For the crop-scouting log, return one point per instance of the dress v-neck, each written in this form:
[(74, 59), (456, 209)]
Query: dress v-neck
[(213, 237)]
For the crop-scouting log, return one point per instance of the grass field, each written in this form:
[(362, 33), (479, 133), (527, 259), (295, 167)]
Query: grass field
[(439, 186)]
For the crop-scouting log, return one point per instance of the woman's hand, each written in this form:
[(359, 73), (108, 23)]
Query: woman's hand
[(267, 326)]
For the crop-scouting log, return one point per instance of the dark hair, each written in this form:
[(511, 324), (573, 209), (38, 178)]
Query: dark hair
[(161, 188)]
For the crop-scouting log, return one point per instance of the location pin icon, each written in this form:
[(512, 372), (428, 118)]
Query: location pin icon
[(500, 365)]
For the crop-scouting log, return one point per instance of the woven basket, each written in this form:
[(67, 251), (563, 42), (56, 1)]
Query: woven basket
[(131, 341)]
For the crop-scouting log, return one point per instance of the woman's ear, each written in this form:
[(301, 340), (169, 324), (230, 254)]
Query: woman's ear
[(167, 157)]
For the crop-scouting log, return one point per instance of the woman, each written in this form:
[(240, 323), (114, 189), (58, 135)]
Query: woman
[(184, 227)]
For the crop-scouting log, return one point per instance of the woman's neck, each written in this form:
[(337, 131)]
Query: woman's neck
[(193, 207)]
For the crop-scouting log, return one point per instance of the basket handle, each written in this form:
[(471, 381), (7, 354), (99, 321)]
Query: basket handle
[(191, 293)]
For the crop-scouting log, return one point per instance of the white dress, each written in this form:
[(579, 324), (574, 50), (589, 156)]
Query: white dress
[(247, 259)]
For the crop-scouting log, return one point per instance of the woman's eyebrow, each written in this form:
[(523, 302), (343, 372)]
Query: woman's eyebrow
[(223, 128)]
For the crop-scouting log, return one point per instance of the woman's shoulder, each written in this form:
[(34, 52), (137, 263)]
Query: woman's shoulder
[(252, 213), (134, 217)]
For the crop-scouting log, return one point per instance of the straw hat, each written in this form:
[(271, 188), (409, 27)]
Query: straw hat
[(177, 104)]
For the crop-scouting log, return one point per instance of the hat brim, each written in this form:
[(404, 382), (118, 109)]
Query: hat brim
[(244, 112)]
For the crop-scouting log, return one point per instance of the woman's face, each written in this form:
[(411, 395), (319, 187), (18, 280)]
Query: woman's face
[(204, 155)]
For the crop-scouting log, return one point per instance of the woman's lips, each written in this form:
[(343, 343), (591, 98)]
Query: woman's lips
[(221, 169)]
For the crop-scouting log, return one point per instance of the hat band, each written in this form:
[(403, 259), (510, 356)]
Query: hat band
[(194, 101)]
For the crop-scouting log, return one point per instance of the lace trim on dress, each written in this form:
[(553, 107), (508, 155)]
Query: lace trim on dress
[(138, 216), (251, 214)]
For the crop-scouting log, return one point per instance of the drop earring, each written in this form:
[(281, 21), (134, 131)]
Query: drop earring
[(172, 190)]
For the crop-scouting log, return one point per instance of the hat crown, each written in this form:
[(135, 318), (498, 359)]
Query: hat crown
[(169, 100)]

_PROBLEM DESCRIPTION:_ Reproduce every one of the records above line for line, without changing a single character.

_OUTPUT FOR THIS EXERCISE:_
For the crop-scouting log, return one point per instance of the dress v-neck, each written in this form:
[(74, 59), (456, 209)]
Query: dress v-neck
[(213, 237)]
For the crop-scouting log, return one point per instance of the grass field, each written in this form:
[(362, 33), (479, 133), (527, 259), (295, 167)]
Query: grass field
[(439, 186)]
For the crop-scouting log, return one point per instance of the woman's hand, each written in this form:
[(359, 73), (108, 23)]
Query: woman's hand
[(267, 326)]
For the crop-scouting log, return one point per instance of the dark hair, each written in this form:
[(511, 324), (573, 209), (38, 178)]
Query: dark hair
[(161, 188)]
For the crop-scouting log, return one point per instance of the location pin icon, each written in this form:
[(512, 372), (428, 118)]
Query: location pin icon
[(500, 365)]
For the crop-scouting log, return one point per instance of the woven basket, each written in this form:
[(67, 251), (563, 42), (56, 1)]
Query: woven basket
[(131, 341)]
For the crop-scouting log, return one point per instance of the woman's ear, each written in this form:
[(301, 340), (169, 324), (230, 254)]
Query: woman's ear
[(167, 157)]
For the crop-scouting log, return one point per instance of the woman, each written in this form:
[(240, 323), (114, 189), (58, 135)]
Query: woman
[(184, 227)]
For the crop-scouting log, return one point per instance of the woman's neck, each written in this form:
[(337, 131)]
Query: woman's neck
[(193, 207)]
For the crop-scouting log, return one point per instance of the basket handle, each written in this form:
[(471, 381), (7, 354), (99, 321)]
Query: basket handle
[(191, 293)]
For the crop-scouting log, return one point per instance of the white dress, each written in this form:
[(579, 324), (574, 50), (589, 156)]
Query: white dress
[(247, 259)]
For the crop-scouting log, return one point per instance of the woman's eyebrow, each written in this form:
[(523, 302), (343, 372)]
Query: woman's eyebrow
[(223, 128)]
For the crop-scouting log, return one point per instance of the woman's shoulder, each written in this form:
[(34, 52), (137, 263)]
Query: woman's shoulder
[(252, 213), (134, 217)]
For the crop-scouting log, return one point per instance of the straw hat, each written in this form:
[(271, 188), (409, 27)]
Query: straw hat
[(177, 104)]
For the crop-scouting log, return one point per instance of the hat brim, each written in this form:
[(404, 382), (118, 109)]
Query: hat brim
[(244, 112)]
For the crop-scouting log, return one point per instance of the woman's face, each written in this form:
[(411, 395), (319, 187), (18, 280)]
Query: woman's face
[(204, 155)]
For the crop-scouting log, return one point per instance of the woman's lips, each written in this form:
[(343, 343), (591, 98)]
Query: woman's lips
[(221, 169)]
For the crop-scouting log, return one point per instance of the hat band, each written in this form:
[(403, 259), (510, 356)]
Query: hat band
[(194, 101)]
For the crop-scouting log, return one point per instance of the lace trim on dress, each written in this form:
[(553, 107), (508, 155)]
Query: lace trim on dress
[(138, 216), (251, 214)]
For the crop-scouting log, return one point per instance of the drop earring, each written in this form:
[(281, 21), (134, 131)]
Query: drop earring
[(172, 190)]
For the crop-scouting log, return one point per instance of the hat crown, each written in this form:
[(135, 318), (498, 359)]
Query: hat crown
[(169, 100)]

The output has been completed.